## PROBLEM TO WORK ON
Switch every "Pinpoint" in the items below to "Locate", and reproduce the items otherwise unchanged.

## ROWS

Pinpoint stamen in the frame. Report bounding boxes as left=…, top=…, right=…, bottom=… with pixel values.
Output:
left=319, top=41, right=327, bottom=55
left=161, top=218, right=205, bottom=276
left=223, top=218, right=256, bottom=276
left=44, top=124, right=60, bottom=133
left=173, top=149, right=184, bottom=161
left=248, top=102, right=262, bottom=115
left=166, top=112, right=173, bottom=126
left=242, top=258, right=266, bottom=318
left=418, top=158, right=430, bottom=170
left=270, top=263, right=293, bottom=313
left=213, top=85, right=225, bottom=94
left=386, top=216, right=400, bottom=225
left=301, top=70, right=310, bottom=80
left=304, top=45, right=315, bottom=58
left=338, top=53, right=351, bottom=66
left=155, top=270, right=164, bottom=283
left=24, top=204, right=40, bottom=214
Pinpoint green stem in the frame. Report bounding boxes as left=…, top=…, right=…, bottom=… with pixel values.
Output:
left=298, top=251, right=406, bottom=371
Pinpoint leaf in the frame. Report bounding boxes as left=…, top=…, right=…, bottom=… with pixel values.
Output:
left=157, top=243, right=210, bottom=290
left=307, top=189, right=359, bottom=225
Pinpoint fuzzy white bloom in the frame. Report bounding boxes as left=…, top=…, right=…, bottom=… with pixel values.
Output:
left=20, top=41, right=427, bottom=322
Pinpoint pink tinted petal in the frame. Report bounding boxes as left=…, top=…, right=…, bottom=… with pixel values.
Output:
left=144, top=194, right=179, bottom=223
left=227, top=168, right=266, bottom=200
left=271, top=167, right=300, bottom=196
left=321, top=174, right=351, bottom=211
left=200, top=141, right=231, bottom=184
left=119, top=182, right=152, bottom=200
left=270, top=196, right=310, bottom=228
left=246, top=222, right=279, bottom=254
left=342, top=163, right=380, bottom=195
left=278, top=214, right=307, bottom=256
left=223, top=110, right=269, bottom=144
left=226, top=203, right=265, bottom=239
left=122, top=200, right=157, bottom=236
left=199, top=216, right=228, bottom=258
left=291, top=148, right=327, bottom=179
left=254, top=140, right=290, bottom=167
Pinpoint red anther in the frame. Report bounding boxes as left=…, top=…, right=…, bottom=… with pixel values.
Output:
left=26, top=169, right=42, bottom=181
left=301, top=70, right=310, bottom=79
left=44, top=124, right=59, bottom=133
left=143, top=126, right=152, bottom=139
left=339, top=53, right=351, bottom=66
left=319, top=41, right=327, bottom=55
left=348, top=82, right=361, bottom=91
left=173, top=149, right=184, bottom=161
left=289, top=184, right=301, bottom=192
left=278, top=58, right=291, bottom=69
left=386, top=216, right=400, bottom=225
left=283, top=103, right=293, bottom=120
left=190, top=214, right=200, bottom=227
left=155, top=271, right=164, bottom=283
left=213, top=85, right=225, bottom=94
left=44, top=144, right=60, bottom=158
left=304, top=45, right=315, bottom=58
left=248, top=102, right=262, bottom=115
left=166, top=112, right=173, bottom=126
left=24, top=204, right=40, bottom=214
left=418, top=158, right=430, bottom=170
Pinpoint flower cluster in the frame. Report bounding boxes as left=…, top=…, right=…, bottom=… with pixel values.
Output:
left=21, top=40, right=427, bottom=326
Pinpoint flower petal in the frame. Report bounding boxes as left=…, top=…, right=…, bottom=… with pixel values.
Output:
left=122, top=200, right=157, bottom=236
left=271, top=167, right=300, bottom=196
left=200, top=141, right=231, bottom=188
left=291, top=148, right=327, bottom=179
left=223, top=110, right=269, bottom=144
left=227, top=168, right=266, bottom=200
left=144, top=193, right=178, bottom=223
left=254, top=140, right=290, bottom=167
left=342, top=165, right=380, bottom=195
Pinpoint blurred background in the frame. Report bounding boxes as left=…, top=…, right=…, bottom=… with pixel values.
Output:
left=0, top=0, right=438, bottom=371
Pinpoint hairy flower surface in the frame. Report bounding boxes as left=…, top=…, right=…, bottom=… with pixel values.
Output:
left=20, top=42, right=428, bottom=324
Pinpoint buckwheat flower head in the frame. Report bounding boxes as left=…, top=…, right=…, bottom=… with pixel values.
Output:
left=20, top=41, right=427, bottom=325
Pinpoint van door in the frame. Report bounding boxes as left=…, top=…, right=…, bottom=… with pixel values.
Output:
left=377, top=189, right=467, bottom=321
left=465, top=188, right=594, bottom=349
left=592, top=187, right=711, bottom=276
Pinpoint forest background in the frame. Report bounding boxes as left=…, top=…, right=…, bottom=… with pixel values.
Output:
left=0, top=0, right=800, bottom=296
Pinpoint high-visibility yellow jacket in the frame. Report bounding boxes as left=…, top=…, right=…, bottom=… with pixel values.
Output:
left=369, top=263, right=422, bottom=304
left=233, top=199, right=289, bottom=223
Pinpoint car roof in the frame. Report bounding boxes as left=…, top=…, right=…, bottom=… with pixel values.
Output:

## OUTPUT FOR THIS TASK
Locate stamen in the frame. Report bounding boxes as left=…, top=…, right=…, bottom=… with pixel values.
Output:
left=319, top=41, right=327, bottom=55
left=161, top=218, right=205, bottom=276
left=223, top=218, right=256, bottom=276
left=44, top=124, right=60, bottom=133
left=173, top=149, right=184, bottom=161
left=248, top=102, right=262, bottom=115
left=166, top=112, right=173, bottom=126
left=242, top=258, right=266, bottom=318
left=418, top=158, right=430, bottom=170
left=270, top=263, right=293, bottom=313
left=213, top=85, right=225, bottom=94
left=386, top=216, right=400, bottom=225
left=301, top=70, right=310, bottom=80
left=304, top=45, right=315, bottom=58
left=338, top=53, right=351, bottom=66
left=155, top=270, right=164, bottom=283
left=24, top=204, right=40, bottom=214
Locate green stem in the frame. Report bounding boxes as left=…, top=…, right=…, bottom=… with pixel values.
Output:
left=298, top=251, right=406, bottom=371
Locate leaf in the frame. Report bounding boxes as left=…, top=…, right=…, bottom=… with pixel values.
Output:
left=157, top=243, right=210, bottom=290
left=307, top=189, right=359, bottom=225
Locate fuzzy white bloom in the frame. Report bounding boxes as left=…, top=…, right=…, bottom=… with pixel values.
Output:
left=20, top=41, right=427, bottom=322
Locate pink tinted petal in the frame. Report bounding boxes as left=…, top=…, right=…, bottom=… with pixel values.
Output:
left=144, top=194, right=179, bottom=223
left=227, top=168, right=266, bottom=200
left=271, top=167, right=300, bottom=196
left=321, top=174, right=351, bottom=211
left=200, top=141, right=231, bottom=184
left=119, top=182, right=152, bottom=200
left=270, top=196, right=310, bottom=228
left=246, top=222, right=279, bottom=254
left=342, top=163, right=380, bottom=195
left=278, top=214, right=307, bottom=256
left=223, top=110, right=269, bottom=144
left=226, top=203, right=265, bottom=239
left=122, top=200, right=157, bottom=236
left=199, top=216, right=228, bottom=258
left=291, top=148, right=327, bottom=179
left=254, top=140, right=290, bottom=167
Locate red anther in the frame. Report bounding boxes as left=…, top=…, right=…, bottom=… with pixel values.
Output:
left=26, top=169, right=42, bottom=181
left=301, top=70, right=310, bottom=79
left=44, top=124, right=59, bottom=133
left=143, top=126, right=152, bottom=139
left=339, top=53, right=351, bottom=66
left=319, top=41, right=327, bottom=55
left=348, top=82, right=361, bottom=91
left=173, top=149, right=184, bottom=161
left=289, top=184, right=301, bottom=192
left=278, top=58, right=291, bottom=69
left=386, top=216, right=400, bottom=225
left=283, top=103, right=293, bottom=120
left=190, top=214, right=200, bottom=227
left=155, top=271, right=164, bottom=283
left=213, top=85, right=225, bottom=94
left=44, top=144, right=60, bottom=158
left=304, top=45, right=315, bottom=58
left=248, top=102, right=262, bottom=115
left=166, top=112, right=173, bottom=126
left=24, top=204, right=40, bottom=214
left=418, top=158, right=430, bottom=170
Locate flower cluster in the frame. Report bounding boxes as left=…, top=…, right=…, bottom=… with pixel values.
Output:
left=21, top=40, right=427, bottom=326
Locate flower petal in the frame. Report bounding boxes as left=…, top=…, right=…, bottom=… with pixel values.
Output:
left=122, top=200, right=157, bottom=236
left=271, top=167, right=300, bottom=196
left=200, top=141, right=231, bottom=188
left=291, top=148, right=327, bottom=179
left=223, top=110, right=269, bottom=144
left=227, top=168, right=266, bottom=200
left=144, top=193, right=178, bottom=223
left=254, top=140, right=290, bottom=167
left=342, top=165, right=380, bottom=195
Locate blurred background in the frame. Report bounding boxes as left=…, top=…, right=…, bottom=… with pixel values.
Output:
left=0, top=0, right=438, bottom=371
Locate hairy flower surface in the frame. Report bounding boxes as left=…, top=…, right=…, bottom=… with pixel values.
Output:
left=20, top=42, right=428, bottom=324
Locate buckwheat flower head in the frame. Report bounding boxes as left=…, top=…, right=…, bottom=… with pixel values.
Output:
left=20, top=41, right=427, bottom=325
Locate van door in the frame. Report bounding boxes as left=…, top=…, right=…, bottom=… with pixel values.
Output:
left=377, top=189, right=467, bottom=321
left=465, top=188, right=594, bottom=349
left=592, top=187, right=711, bottom=276
Locate forest background in the frame. Report bounding boxes as left=…, top=…, right=…, bottom=… with pixel values.
Output:
left=0, top=0, right=800, bottom=296
Locate high-visibility yellow jacket in the frame. Report bounding boxes as left=…, top=…, right=…, bottom=… with pixel values.
Output:
left=369, top=263, right=422, bottom=304
left=233, top=199, right=289, bottom=223
Locate car roof in the frame. Report bounding boxes as left=…, top=…, right=…, bottom=… with pixel values.
Output:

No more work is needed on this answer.